Q: What are SDN and NFV and why are they going to be major MWC talking points?

A: With the saturation of traditional telecommunications markets, many communications service providers (CSPs) must shift their focus to remain relevant and maintain profits in the evolving digital market. Existing network and operational infrastructures, cannot provide the flexibility required to enable and run new digital services, such as those related to the Internet of things (IoT) ormachine to machine communications (M2M). A network architecture that was designed for millions of humans making voice calls is simply not suitable to reliably allow billions of devices (or “things”) to communicate in near real time. This will trigger significant investments in more agile, cloud-centric, software-driven infrastructures for CSPs. 

NFV virtualises network functions into building blocks that can be connected to create communication services. SDN is a new architectural principle that separates the control and data planes to increase operational efficiency. This means applications are not tied to specific hardware or infrastructure, and instead can use more or less network resources as required, and share resources with other applications.

CSPs can expect significant savings as they move away from expensive, dedicated, proprietary hardware toward the cheaper, general-purpose hardware that is typical of SDN implementations. This shift will also dramatically reduce the time it takes to “switch on” new services, and will allow more flexibility in scaling resources in line with business demand. CSPs around the world are currently evaluating these technologies, or have completed lower-scale commercial projects.

Before discussing the key ingredients and definition of SDN, it is important to set the context in which they sit.  A key concept in network technology is that of a data plane, control plane and management plane. These three elements are essential to network technology and in traditional networking devices, such as switches and routers, delivered as an integrally linked package (see Figure 1).

:::::

**What you need to do**
1. Please convert the records into a JSON list of strings, one string per line and blank lines omitted, starting at the first line of the records and ending after the line that contains "(1033, 210)".
2. Extend the passage on SDN and NFV, picking up right after its final sentence.
These records bear no relation to the text on SDN and NFV.

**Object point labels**
:::::

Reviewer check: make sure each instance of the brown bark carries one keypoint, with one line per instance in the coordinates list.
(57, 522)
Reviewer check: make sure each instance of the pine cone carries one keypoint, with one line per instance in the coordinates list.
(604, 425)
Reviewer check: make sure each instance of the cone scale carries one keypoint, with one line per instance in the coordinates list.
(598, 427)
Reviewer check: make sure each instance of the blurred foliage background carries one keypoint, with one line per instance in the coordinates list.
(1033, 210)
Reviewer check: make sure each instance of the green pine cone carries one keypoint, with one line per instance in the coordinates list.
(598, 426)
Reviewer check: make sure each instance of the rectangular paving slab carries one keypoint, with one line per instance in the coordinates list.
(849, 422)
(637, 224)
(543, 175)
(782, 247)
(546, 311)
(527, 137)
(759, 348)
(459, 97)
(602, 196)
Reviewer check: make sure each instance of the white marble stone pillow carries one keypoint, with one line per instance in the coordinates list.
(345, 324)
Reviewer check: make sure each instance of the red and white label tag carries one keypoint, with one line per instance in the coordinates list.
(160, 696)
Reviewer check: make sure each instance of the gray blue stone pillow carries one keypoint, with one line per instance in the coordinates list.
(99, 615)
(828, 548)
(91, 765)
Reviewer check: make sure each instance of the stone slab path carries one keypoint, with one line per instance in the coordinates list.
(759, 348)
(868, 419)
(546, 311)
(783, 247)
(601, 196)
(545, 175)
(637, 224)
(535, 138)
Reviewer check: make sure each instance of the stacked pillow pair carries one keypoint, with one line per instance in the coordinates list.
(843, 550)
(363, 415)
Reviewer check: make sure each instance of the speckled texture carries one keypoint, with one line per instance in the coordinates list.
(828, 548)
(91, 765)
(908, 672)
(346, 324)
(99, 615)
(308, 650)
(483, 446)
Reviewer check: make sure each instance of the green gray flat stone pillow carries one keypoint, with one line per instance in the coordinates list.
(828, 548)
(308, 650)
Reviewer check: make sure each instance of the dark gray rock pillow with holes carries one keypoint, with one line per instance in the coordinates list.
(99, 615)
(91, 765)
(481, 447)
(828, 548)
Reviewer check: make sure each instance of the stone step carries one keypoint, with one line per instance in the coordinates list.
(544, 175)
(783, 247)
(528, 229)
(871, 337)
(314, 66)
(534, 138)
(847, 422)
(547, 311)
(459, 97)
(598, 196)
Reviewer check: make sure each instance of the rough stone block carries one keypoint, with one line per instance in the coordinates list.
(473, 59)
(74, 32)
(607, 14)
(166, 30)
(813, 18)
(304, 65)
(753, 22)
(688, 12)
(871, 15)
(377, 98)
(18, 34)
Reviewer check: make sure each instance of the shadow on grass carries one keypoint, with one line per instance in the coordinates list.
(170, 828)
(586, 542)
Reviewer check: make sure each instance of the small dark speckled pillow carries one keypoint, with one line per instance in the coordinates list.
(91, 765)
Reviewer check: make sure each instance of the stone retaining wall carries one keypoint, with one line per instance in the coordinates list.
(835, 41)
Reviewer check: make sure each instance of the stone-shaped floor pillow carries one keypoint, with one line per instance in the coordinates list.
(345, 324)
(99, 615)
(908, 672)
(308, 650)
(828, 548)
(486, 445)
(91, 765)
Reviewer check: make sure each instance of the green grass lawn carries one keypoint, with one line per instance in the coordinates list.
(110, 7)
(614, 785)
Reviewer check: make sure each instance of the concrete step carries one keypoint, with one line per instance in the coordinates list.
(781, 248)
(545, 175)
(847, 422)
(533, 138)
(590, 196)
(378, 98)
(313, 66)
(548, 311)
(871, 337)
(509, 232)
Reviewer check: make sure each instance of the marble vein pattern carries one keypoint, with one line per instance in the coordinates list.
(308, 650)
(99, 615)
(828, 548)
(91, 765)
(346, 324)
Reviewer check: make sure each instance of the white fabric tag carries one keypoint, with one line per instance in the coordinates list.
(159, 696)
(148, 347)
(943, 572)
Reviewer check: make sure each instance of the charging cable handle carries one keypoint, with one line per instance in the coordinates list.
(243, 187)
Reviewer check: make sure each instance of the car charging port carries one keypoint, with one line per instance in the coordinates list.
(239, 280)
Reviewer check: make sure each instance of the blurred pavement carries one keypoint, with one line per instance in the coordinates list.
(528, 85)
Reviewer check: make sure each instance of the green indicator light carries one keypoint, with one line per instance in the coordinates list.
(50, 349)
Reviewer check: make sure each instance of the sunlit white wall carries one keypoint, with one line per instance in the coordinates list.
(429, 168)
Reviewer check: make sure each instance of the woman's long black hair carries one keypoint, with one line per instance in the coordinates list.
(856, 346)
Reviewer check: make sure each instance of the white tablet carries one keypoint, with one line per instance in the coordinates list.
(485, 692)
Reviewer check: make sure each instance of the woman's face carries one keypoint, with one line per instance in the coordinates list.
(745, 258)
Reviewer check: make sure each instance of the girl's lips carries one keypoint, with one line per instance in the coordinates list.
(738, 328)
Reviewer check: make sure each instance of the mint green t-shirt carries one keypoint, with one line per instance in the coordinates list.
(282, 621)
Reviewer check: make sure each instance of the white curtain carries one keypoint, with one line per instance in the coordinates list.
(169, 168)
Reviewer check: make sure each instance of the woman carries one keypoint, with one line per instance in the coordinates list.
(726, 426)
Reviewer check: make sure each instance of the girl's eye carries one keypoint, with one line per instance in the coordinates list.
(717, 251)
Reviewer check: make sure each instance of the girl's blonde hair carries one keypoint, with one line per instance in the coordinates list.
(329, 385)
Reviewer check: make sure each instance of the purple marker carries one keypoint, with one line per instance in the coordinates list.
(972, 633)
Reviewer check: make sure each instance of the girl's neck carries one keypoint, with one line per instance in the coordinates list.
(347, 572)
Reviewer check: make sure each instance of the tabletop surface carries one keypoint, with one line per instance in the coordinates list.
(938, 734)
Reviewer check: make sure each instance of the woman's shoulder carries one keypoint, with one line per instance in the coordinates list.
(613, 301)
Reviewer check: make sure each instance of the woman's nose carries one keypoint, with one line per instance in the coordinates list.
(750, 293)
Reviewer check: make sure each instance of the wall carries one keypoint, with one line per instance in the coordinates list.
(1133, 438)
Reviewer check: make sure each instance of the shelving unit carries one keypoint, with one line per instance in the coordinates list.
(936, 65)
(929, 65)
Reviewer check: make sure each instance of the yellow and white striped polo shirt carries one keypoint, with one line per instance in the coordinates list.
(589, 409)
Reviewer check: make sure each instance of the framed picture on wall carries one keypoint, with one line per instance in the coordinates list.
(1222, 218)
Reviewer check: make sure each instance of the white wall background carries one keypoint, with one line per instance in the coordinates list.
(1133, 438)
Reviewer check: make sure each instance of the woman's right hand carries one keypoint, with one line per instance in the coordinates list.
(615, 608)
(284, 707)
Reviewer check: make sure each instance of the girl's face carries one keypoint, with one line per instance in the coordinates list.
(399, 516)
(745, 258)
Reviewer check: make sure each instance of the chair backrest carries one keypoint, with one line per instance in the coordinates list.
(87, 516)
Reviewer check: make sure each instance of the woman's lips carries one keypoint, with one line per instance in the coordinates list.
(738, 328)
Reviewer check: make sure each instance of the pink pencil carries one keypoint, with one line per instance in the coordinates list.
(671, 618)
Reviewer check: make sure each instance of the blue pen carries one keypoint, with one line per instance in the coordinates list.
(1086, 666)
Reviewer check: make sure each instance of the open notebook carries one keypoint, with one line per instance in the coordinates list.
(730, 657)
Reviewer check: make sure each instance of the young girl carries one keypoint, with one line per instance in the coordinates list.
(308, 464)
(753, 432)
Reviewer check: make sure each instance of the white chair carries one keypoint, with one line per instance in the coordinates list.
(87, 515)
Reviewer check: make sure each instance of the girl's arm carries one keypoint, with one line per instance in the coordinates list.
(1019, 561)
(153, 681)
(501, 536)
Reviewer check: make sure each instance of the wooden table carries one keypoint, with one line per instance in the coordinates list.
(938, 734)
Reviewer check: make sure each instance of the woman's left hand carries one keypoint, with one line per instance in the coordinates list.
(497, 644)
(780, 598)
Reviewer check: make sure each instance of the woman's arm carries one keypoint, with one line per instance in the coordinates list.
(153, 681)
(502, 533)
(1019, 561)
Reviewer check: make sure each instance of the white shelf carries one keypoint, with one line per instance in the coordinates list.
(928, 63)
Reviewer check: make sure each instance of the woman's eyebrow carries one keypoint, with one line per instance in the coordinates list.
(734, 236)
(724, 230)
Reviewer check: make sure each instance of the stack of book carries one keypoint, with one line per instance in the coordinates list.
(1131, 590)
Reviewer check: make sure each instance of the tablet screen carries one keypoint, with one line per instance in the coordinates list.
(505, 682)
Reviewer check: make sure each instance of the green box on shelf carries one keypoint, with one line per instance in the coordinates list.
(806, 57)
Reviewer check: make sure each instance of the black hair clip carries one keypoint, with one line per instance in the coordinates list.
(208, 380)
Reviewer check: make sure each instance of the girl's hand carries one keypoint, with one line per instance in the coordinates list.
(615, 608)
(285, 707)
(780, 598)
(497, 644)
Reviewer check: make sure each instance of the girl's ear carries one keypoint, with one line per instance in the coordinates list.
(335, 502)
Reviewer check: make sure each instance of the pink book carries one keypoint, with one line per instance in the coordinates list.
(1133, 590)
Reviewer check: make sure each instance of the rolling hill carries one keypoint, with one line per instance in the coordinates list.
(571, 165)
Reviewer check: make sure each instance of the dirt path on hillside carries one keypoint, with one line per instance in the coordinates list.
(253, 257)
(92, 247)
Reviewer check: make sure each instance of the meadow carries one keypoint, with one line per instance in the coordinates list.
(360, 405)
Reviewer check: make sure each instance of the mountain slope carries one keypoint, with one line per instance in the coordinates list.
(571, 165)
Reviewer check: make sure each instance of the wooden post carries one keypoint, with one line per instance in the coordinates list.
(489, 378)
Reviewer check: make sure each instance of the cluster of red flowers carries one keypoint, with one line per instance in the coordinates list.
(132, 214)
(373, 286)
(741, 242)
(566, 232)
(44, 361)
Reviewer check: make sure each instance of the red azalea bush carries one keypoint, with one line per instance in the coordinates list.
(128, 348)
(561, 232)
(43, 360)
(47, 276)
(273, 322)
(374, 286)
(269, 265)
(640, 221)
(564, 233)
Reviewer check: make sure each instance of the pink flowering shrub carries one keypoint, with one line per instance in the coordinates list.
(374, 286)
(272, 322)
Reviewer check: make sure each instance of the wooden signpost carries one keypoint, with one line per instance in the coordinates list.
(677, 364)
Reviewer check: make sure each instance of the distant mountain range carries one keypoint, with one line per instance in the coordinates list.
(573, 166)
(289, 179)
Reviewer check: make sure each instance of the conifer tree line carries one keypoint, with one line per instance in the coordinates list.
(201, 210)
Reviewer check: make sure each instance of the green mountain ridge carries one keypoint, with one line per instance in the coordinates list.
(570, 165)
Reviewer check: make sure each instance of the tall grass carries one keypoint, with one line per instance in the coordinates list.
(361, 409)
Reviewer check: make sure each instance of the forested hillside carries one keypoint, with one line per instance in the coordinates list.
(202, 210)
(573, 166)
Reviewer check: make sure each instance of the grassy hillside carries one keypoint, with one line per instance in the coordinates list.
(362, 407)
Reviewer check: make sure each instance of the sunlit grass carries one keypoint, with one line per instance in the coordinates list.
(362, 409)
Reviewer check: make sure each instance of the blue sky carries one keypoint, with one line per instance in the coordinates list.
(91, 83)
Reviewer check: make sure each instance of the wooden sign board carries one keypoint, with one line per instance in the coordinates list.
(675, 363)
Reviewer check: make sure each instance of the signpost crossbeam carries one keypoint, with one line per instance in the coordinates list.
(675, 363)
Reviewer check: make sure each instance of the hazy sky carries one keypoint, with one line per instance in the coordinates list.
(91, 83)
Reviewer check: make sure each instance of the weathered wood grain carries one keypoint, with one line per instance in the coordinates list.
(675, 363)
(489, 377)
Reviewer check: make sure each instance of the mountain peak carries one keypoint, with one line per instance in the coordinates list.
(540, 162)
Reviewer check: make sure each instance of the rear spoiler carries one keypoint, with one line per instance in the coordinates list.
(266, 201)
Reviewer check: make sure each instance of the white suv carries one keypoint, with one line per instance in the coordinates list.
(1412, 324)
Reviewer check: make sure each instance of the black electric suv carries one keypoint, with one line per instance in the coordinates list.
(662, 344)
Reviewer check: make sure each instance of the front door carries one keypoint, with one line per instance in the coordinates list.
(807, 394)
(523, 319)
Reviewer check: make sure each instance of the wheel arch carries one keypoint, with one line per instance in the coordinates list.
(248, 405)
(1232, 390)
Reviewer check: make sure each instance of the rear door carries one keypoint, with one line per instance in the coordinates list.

:::::

**The responses**
1.
[
  "Reviewer check: make sure each instance of the brown bark carries one keypoint, with one line per instance in the coordinates list.",
  "(57, 522)",
  "Reviewer check: make sure each instance of the pine cone carries one keypoint, with one line per instance in the coordinates list.",
  "(604, 425)",
  "Reviewer check: make sure each instance of the cone scale carries one keypoint, with one line per instance in the coordinates list.",
  "(598, 427)",
  "Reviewer check: make sure each instance of the blurred foliage background carries one keypoint, with one line per instance in the coordinates list.",
  "(1033, 210)"
]

2.
The data plane (sometimes referred to as the forwarding plane) is responsible for forwarding traffic (actual data) traversing each of the network elements (routers and switches) in the path between source and destination. For the purposes of this research, think of this traffic as the user and application data passing through the network. 

The control plane determines how each network element forwards data plane traffic. Communications at the control plane level originate and terminate within network elements. The information derived within the control plane results in forwarding table information that allows the data plane to work efficiently within each network device. Examples of control plane traffic are routing protocols (for example, open shortest path first [OSPF] or border gateway protocol [BGP]) or Layer 2 topology information (like Spanning Tree Protocol [STP]). These protocols exchange information about changes in state (for example, a connection that is no longer operating) with adjacent devices to maintain the forwarding tables in each device. The control plane functions to adapt to changing conditions within the network.

The management plane is where a network management application (and network operator) interact with each of the network elements. It is through the management plane that changes can be made to control plane and, subsequently, data plane behavior. The management plane is often represented by CLI interactions that configure the devices (for example to tell the device what control plane protocols to use) or to exchange Simple Network Management Protocol (SNMP) or other status information to monitor network activity. Traditional management plane interfaces (CLI, SSH, Telnet, SNMP) provide limited ability to automate the control network devices. More recently, technologies such as NetConf have added more programmability to the management plane to allow flexibility in network-management-based systems.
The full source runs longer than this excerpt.